> Data to examine
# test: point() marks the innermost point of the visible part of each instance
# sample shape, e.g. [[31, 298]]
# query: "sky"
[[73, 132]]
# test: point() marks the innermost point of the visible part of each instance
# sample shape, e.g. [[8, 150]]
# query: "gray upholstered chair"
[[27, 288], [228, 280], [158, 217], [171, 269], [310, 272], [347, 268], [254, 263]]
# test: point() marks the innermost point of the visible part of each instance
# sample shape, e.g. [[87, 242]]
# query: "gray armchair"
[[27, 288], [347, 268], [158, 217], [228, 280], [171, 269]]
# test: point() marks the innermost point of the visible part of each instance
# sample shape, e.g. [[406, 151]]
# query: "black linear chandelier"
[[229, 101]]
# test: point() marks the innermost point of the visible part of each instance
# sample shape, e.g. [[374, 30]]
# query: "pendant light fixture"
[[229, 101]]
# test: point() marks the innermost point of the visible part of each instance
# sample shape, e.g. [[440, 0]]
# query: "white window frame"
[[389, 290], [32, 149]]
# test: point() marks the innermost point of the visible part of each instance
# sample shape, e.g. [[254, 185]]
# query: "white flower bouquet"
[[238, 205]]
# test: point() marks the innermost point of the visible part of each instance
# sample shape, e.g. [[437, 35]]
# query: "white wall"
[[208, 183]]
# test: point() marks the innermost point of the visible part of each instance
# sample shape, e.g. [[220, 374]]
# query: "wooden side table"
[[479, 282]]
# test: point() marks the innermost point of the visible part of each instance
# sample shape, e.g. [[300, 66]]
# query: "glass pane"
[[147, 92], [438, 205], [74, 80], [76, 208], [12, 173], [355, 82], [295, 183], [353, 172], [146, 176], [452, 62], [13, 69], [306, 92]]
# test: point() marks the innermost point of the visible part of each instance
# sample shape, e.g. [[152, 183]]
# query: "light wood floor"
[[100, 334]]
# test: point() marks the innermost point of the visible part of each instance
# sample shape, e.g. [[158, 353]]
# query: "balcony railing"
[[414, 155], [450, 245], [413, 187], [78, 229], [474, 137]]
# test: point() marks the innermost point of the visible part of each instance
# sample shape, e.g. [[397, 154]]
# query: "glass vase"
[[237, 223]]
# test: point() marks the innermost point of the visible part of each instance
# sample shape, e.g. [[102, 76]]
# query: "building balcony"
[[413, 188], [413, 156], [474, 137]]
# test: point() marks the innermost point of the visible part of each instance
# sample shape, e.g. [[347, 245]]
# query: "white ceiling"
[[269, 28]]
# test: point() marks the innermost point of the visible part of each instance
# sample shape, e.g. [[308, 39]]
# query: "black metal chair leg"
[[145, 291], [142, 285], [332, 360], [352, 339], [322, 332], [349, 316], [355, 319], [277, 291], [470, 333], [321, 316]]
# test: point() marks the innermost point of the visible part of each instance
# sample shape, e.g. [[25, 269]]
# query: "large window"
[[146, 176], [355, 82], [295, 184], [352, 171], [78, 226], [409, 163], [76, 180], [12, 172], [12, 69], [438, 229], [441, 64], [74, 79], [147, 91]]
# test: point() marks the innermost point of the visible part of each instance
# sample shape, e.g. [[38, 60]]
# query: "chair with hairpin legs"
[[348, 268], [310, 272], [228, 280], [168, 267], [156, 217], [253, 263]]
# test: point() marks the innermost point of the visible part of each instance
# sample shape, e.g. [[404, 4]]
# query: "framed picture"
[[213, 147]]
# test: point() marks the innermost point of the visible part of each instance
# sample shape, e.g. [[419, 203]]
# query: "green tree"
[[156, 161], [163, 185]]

> Instructions for the task
This exercise calls for every record above to be written out again exactly.

> Response below
# test: point() marks the innermost point of the visible part of each instance
# sample shape, e.g. [[31, 298]]
# query: "sky"
[[73, 132]]
# test: point() marks the innermost point of the visible part of each instance
# sample shape, e.g. [[8, 150]]
# query: "gray upholstered chair"
[[27, 288], [228, 280], [158, 217], [171, 269], [310, 272], [347, 268], [254, 263]]
# test: point() marks the innermost point of the visible part of each instance
# sample shape, e.g. [[87, 242]]
# query: "gray armchair"
[[27, 288], [347, 268], [158, 217], [228, 280], [171, 269]]
# test: point() marks the innermost point of the visible part of each instance
# sample shape, e.g. [[406, 151]]
# query: "black linear chandelier"
[[229, 101]]
# test: point() marks the innermost point of the visible part of each instance
# sample shape, e.g. [[374, 30]]
# query: "pendant light fixture"
[[229, 101]]
# test: point() marks the innermost point of the visible part of each instance
# sample shape, e.g. [[440, 0]]
# query: "white window frame"
[[389, 290], [32, 149]]
# test: point() marks the innermost point of the visible part of each instance
# sample shape, e.g. [[254, 185]]
# query: "white flower bouquet"
[[238, 205]]
# test: point() marks the innermost point of the visible part of each instance
# sample shape, e.g. [[437, 35]]
# query: "white wall"
[[208, 183]]
# test: point() marks the innermost point of the visible part of each instance
# sample shape, e.g. [[220, 374]]
# query: "wooden side table"
[[479, 282]]
# test: point() marks the innermost point of the visible part of each instance
# sample shape, e.g. [[300, 66]]
# query: "glass pane"
[[147, 92], [438, 205], [74, 80], [76, 208], [12, 173], [355, 82], [295, 183], [353, 172], [146, 176], [452, 62], [13, 69], [306, 92]]
# test: point() marks the innermost point of the visible part of each instance
# sample shape, e.g. [[152, 183]]
# query: "light wood floor"
[[100, 334]]
# test: point() marks the innermost point of the visible part of each instance
# sample shape, e.g. [[158, 353]]
# query: "balcony railing"
[[414, 155], [450, 245], [413, 187], [78, 229], [474, 137]]
# test: point() marks the innermost point of the visible part of each instance
# sample shape, e.g. [[397, 154]]
# query: "glass vase"
[[237, 223]]
# test: point() marks the innermost point of the visible part of each instance
# sample shape, e.g. [[102, 76]]
# query: "building balcony"
[[413, 188], [413, 156], [474, 137]]
# test: point() marks the innermost point of the visible part of each instance
# sample shape, e.g. [[347, 245]]
# query: "white ceiling"
[[269, 28]]
# test: point() marks the innermost point of the visible part of each instance
# sample shape, e.g. [[308, 39]]
# query: "black metal chair leg"
[[145, 291], [142, 285], [332, 360], [352, 339], [322, 332], [349, 316], [355, 319], [277, 291], [470, 333], [321, 316]]
# test: point() marks the innermost point of the visible part of each instance
# sample shape, e.g. [[25, 269]]
# query: "large window"
[[146, 176], [355, 82], [295, 184], [352, 171], [78, 226], [409, 163], [76, 180], [12, 172], [12, 69], [438, 229], [441, 64], [74, 79], [147, 91]]
# test: point() marks the innermost point of the visible part of each instance
# sample shape, e.g. [[38, 60]]
# query: "chair with hairpin legs"
[[348, 268], [310, 272], [228, 280], [168, 267], [156, 217], [253, 263]]
# test: point() marks the innermost point of the visible part of each instance
# sample shape, e.g. [[404, 4]]
# query: "framed picture"
[[213, 147]]
# test: point() marks the innermost point of the visible part of each instance
# sample shape, e.g. [[419, 203]]
# query: "green tree"
[[156, 161], [163, 185]]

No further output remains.